%%
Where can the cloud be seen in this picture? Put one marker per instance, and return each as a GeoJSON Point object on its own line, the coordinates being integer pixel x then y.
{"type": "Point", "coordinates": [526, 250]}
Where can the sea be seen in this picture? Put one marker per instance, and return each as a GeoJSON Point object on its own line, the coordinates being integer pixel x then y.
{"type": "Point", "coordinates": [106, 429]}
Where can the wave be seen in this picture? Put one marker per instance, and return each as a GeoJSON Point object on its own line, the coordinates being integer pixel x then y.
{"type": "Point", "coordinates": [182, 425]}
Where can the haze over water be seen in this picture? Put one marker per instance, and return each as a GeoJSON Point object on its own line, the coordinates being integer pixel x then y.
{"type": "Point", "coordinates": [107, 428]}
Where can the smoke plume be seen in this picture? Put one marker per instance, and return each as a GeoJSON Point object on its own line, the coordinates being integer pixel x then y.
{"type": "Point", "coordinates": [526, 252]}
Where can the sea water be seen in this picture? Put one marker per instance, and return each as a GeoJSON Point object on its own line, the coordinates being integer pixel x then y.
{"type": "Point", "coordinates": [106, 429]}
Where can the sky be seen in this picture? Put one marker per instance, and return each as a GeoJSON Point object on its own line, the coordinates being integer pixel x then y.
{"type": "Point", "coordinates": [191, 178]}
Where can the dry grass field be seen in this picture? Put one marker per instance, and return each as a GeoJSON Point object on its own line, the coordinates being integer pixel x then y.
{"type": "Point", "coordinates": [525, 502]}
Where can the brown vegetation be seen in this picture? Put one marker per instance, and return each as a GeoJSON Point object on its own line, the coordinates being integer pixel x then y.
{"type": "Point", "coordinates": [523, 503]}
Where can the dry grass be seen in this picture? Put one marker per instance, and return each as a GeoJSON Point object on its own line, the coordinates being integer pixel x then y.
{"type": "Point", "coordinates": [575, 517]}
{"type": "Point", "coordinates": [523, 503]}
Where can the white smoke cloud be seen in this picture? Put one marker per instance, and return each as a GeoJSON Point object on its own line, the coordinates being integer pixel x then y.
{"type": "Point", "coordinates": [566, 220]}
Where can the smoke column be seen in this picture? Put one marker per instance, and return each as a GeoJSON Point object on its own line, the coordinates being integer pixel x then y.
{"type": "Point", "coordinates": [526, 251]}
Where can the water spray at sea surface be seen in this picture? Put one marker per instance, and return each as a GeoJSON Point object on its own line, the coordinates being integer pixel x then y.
%%
**WHAT IS ASKED:** Reproduce the stretch from the line containing "Where can the sea water" through the end of the rows, switching every "marker" to "pin" and leaving everything else unchanged. Return only those lines.

**EXERCISE SOLUTION:**
Where can the sea water be seen in this picture? Put one pin per instance, and return each as a GeoJSON Point object on its own line, the coordinates being integer pixel x then y.
{"type": "Point", "coordinates": [106, 429]}
Where can the sky be seen in this picture? Put one pin per instance, and return each as a GeoJSON Point object on its own line, the coordinates being integer pixel x then y.
{"type": "Point", "coordinates": [191, 178]}
Where can the dry grass field be seen in this picture? Put one pin per instance, and return each as a GeoJSON Point object on its own line, the coordinates being integer pixel x then y.
{"type": "Point", "coordinates": [525, 502]}
Where can the brown vegetation be seen in this picture? Put one pin per instance, and return each as a GeoJSON Point object on its own line, the coordinates being integer pixel x then y.
{"type": "Point", "coordinates": [523, 503]}
Where can the dry grass be seen in this picture? Put one pin per instance, and return each as a GeoJSON Point object on its own line, the coordinates being integer pixel x then y.
{"type": "Point", "coordinates": [575, 517]}
{"type": "Point", "coordinates": [523, 503]}
Where can the white smoke cloud be seen in this picture? Put one pin per instance, and return each as a GeoJSON Point object on its own line, the coordinates being integer pixel x then y.
{"type": "Point", "coordinates": [566, 220]}
Where can the smoke column be seen in this picture? Put one pin per instance, and return each as a GeoJSON Point object on its own line, the coordinates being integer pixel x then y.
{"type": "Point", "coordinates": [526, 251]}
Where can the water spray at sea surface be seen in this picture? Put one pin per instance, and return each as a GeoJSON Point object on its own line, the coordinates being integer pixel x then y.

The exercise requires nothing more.